BMU: Strommengenübertragung von Mülheim-Kärlich auf Biblis A ist abzulehnen

09.03.2007
Hinweis: Dieser Text stammt aus dem Pressearchiv.
Veröffentlicht am:
Laufende Nummer: Nr. 065/07
Thema:
Herausgeber: Bundesministerium für Umwelt, Naturschutz und Reaktorsicherheit
Leitung: Sigmar Gabriel
Amtszeit: 22.11.2005 - 28.10.2009
16. Wahlperiode: 22.11.2005 - 28.10.2009
Gabriel: "Antrag widerspricht dem Atomgesetz"

Gabriel: "Antrag widerspricht dem Atomgesetz"

Bundesumweltminister Sigmar Gabriel beabsichtigt, die von dem Atomkonzern RWE beantragte Übertragung von Strommengen des stillgelegten Atomkraftwerks Mülheim-Kärlich auf das Atomkraftwerk Biblis A abzulehnen. Der vom BMU erarbeitete Ablehnungsbescheid wurde dem Antragsteller zur Anhörung zugestellt. RWE hat jetzt vier Wochen Gelegenheit, Stellung zu nehmen. Danach wird das BMU unter Berücksichtigung der Stellungnahme des Antragstellers seinen endgültigen Bescheid erlassen.

RWE hatte im September 2006 beim Bundesumweltministerium die Zustimmung zu einer Übertragung von Reststrommengen auf Biblis A beantragt. Die Übertragung soll aus dem Kontingent erfolgen, das RWE für das stillgelegte Atomkraftwerk Mülheim-Kärlich zugewiesen wurde. Für den Fall einer Ablehnung dieses Antrages hat RWE hilfsweise beantragt, Strommengen vom Atomkraftwerk Emsland auf Biblis A zu übertragen. Dieser Hilfsantrag wird im Bundesumweltministerium weiter geprüft.

Bundesumweltminister Gabriel: "Die Überprüfung des Hauptantrags hat ergeben: Der RWE-Antrag widerspricht sowohl dem Atomgesetz als auch der von den Energieversorgungsunternehmen am 14. Juni 2000 mit der Bundesregierung abgeschlossenen Vereinbarung."
= = =
**AUFGABE 1:** Gib aus der Pressemitteilung den Abschnitt wortgetreu aus: Beginne bei den Worten „Bundesumweltminister Sigmar Gabriel“ und höre nach „endgültigen Bescheid erlassen.“ auf.
= = =
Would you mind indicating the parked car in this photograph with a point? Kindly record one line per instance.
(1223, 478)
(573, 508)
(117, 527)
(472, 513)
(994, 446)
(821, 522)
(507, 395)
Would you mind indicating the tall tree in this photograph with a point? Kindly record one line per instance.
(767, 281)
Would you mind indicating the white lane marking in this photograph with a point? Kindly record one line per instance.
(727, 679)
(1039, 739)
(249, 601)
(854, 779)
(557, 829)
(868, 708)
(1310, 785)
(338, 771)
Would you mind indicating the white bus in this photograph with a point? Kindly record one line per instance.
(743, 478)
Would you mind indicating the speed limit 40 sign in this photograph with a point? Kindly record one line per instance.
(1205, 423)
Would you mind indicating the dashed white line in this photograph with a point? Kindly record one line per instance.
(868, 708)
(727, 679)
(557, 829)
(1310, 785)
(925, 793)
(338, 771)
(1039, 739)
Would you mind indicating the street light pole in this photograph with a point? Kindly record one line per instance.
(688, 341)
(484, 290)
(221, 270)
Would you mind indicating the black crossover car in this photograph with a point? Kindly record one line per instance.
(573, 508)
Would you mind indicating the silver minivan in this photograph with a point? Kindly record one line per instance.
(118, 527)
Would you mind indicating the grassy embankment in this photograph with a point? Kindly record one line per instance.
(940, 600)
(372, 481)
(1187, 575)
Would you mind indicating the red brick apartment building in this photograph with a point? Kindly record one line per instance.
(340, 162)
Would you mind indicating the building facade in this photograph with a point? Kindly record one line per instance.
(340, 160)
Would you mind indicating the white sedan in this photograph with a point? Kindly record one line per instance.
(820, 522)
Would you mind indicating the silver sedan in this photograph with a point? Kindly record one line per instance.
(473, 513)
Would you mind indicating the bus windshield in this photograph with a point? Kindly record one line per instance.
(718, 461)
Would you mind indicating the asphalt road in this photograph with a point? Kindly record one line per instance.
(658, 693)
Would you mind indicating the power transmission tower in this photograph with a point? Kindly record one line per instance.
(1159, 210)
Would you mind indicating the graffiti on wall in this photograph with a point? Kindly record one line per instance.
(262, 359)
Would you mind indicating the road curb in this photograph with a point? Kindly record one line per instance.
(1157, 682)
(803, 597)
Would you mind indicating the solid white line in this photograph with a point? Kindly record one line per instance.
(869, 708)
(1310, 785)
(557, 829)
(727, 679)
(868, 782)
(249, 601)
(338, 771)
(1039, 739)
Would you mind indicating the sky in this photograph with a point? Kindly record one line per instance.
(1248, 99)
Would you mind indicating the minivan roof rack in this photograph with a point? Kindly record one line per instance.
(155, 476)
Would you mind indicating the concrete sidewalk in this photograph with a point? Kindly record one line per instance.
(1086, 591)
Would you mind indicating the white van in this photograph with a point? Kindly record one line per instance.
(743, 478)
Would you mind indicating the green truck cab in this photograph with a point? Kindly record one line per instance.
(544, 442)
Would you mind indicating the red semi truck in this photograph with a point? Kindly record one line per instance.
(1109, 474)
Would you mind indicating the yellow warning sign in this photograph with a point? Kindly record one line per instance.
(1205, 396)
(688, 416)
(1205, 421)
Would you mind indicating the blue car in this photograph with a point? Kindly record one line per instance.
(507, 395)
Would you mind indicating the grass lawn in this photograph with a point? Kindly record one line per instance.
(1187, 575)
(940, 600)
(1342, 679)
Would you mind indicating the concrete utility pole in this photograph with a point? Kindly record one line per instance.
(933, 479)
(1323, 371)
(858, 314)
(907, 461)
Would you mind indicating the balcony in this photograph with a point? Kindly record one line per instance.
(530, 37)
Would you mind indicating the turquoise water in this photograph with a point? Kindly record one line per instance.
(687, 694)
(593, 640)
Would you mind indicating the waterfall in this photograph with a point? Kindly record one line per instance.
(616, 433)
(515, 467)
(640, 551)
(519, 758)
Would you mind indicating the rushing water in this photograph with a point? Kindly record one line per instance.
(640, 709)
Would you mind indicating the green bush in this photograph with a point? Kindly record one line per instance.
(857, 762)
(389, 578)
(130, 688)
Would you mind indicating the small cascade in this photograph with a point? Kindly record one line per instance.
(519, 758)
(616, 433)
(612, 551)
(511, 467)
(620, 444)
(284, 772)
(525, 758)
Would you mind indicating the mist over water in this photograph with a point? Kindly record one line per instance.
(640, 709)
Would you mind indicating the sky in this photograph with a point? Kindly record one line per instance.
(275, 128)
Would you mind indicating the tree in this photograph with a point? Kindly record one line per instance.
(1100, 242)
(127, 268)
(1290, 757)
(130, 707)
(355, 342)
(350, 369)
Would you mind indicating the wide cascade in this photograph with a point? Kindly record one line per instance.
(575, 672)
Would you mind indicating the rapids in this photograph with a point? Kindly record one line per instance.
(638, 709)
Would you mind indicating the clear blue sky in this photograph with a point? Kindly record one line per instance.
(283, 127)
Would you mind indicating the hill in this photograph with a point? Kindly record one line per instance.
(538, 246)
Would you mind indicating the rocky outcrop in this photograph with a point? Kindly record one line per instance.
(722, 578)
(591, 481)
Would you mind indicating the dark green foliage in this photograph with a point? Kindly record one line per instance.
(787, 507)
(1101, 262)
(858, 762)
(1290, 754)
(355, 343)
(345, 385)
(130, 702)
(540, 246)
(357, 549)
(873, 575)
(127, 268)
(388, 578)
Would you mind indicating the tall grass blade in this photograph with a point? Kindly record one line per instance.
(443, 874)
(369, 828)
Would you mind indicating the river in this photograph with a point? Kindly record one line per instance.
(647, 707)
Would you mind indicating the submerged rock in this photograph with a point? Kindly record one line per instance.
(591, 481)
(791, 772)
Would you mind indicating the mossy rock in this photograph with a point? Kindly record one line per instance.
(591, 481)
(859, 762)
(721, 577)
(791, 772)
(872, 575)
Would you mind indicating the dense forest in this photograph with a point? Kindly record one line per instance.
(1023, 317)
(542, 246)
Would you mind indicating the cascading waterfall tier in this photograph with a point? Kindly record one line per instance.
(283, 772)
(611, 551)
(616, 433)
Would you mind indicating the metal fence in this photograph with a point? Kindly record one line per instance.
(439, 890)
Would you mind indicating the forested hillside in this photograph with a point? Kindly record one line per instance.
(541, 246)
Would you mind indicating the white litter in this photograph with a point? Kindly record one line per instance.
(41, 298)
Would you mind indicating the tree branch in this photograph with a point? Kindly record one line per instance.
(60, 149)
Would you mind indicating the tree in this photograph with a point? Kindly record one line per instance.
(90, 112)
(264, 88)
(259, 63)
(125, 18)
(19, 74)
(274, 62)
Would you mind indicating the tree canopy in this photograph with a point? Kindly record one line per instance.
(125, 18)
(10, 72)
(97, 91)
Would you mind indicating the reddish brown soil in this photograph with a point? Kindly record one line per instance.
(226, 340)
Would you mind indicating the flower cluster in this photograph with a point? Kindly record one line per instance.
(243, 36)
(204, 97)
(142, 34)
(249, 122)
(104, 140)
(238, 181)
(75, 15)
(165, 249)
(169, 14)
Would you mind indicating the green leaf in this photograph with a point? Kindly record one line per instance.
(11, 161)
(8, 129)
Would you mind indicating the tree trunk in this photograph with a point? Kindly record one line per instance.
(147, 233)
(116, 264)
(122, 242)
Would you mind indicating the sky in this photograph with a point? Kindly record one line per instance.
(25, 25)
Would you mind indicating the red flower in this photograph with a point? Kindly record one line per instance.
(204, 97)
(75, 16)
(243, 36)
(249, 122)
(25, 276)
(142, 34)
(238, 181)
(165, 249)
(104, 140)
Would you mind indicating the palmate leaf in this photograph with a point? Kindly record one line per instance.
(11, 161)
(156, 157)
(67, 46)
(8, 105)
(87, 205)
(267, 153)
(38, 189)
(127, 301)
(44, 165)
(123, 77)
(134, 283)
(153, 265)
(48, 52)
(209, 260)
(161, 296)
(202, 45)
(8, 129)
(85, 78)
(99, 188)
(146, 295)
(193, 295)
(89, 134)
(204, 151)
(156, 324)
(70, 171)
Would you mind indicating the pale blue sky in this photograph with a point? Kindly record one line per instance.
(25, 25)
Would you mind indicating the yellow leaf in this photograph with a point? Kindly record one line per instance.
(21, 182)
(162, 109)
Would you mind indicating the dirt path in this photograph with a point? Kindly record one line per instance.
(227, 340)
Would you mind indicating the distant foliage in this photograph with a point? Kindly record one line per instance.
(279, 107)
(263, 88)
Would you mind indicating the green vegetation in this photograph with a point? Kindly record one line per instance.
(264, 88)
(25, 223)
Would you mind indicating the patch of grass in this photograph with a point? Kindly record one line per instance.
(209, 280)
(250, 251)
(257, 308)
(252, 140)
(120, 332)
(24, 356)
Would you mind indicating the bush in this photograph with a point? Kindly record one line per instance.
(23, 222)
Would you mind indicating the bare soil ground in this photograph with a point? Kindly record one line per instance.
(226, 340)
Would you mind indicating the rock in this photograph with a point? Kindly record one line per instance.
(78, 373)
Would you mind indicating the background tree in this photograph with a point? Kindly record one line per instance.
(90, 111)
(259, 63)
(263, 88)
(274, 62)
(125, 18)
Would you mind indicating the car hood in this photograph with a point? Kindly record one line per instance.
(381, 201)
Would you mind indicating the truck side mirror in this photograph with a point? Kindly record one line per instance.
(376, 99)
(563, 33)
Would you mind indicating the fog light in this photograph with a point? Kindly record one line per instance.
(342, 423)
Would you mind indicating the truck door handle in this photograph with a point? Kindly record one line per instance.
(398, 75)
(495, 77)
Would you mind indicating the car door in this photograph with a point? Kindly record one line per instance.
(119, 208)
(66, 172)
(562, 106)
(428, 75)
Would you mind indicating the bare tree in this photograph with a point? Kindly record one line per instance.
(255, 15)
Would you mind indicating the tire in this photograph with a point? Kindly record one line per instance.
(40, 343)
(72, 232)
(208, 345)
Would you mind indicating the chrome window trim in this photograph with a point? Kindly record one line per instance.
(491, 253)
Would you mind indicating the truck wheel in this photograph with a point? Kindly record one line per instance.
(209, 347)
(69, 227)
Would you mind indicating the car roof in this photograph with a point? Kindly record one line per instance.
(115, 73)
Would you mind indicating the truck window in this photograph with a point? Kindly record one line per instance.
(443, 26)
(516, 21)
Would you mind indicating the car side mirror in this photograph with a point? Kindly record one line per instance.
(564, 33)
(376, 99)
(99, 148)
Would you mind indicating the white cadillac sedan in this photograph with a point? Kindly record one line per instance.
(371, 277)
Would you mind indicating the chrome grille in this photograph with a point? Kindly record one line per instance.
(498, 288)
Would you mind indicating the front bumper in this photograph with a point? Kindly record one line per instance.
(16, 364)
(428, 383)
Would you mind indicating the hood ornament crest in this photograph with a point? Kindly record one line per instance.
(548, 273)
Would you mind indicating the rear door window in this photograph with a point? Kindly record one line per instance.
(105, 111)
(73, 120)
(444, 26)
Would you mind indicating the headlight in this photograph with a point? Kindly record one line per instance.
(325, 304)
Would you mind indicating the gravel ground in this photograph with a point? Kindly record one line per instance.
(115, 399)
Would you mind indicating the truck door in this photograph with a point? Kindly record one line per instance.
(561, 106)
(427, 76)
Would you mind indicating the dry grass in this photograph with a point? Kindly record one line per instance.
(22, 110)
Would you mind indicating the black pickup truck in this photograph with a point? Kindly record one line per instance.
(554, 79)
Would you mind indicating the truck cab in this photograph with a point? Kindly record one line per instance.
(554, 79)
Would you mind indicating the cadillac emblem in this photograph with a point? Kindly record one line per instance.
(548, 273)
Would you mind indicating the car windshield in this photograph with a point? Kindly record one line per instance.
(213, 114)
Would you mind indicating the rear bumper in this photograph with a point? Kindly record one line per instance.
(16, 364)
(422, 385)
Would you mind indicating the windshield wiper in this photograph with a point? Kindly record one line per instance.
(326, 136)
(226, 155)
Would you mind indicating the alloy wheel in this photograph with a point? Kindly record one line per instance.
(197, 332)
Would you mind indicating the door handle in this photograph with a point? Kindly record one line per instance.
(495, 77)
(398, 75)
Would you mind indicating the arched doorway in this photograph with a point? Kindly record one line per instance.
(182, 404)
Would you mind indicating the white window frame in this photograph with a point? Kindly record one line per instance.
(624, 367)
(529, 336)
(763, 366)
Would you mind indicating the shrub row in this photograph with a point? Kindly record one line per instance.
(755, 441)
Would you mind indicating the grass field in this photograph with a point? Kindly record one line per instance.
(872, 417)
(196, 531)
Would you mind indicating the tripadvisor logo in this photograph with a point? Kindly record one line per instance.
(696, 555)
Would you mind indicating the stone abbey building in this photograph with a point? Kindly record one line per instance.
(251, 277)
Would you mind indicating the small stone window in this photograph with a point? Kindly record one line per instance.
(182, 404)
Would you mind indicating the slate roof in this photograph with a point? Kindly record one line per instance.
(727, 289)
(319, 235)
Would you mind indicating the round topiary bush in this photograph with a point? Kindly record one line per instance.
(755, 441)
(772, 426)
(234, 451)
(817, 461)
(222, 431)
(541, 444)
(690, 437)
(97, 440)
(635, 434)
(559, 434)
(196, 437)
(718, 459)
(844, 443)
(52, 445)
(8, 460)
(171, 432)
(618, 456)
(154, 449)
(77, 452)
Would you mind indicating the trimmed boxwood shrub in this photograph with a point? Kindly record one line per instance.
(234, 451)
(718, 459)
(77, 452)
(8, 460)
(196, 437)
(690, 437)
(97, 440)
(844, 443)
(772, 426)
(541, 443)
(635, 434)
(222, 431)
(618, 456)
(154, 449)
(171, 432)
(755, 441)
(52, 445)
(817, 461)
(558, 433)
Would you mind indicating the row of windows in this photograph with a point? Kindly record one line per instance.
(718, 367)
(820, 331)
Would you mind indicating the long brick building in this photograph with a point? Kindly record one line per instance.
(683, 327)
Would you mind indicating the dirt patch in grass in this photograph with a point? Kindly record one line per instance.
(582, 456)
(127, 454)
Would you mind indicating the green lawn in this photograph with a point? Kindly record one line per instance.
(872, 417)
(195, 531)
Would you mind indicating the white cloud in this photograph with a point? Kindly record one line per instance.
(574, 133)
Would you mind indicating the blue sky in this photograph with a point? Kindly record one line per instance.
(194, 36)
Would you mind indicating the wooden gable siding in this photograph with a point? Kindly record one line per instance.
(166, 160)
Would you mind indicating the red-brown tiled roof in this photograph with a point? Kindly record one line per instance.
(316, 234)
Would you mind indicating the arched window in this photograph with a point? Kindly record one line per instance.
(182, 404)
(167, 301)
= = =
**AUFGABE 2:** Tippe bitte die folgenden Zeilen aus den Datenzeilen unverändert ab: Beginne bei der Zeile mit „Would you mind indicating the solid“ und höre nach der Zeile mit „(1086, 591)“ auf.

**AUSGABE 1:**
Bundesumweltminister Sigmar Gabriel beabsichtigt, die von dem Atomkonzern RWE beantragte Übertragung von Strommengen des stillgelegten Atomkraftwerks Mülheim-Kärlich auf das Atomkraftwerk Biblis A abzulehnen. Der vom BMU erarbeitete Ablehnungsbescheid wurde dem Antragsteller zur Anhörung zugestellt. RWE hat jetzt vier Wochen Gelegenheit, Stellung zu nehmen. Danach wird das BMU unter Berücksichtigung der Stellungnahme des Antragstellers seinen endgültigen Bescheid erlassen.

**AUSGABE 2:**
Would you mind indicating the solid white line in this photograph with a point? Kindly record one line per instance.
(869, 708)
(1310, 785)
(557, 829)
(727, 679)
(868, 782)
(249, 601)
(338, 771)
(1039, 739)
Would you mind indicating the sky in this photograph with a point? Kindly record one line per instance.
(1248, 99)
Would you mind indicating the minivan roof rack in this photograph with a point? Kindly record one line per instance.
(155, 476)
Would you mind indicating the concrete sidewalk in this photograph with a point? Kindly record one line per instance.
(1086, 591)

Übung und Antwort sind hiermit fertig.